» WHAT YOU WILL DO: Copy the data below line for line, keeping every character unchanged.

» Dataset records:
──────

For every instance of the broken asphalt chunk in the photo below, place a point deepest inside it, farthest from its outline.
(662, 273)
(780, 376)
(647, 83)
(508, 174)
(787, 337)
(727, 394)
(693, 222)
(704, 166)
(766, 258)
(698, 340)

──────

» SOLUTION FOR THIS PROBLEM:
For every instance of the broken asphalt chunk in the photo below, place a point deepest inside it, farthest from its outline.
(662, 273)
(780, 376)
(647, 83)
(508, 174)
(787, 337)
(727, 394)
(693, 222)
(704, 166)
(766, 258)
(698, 340)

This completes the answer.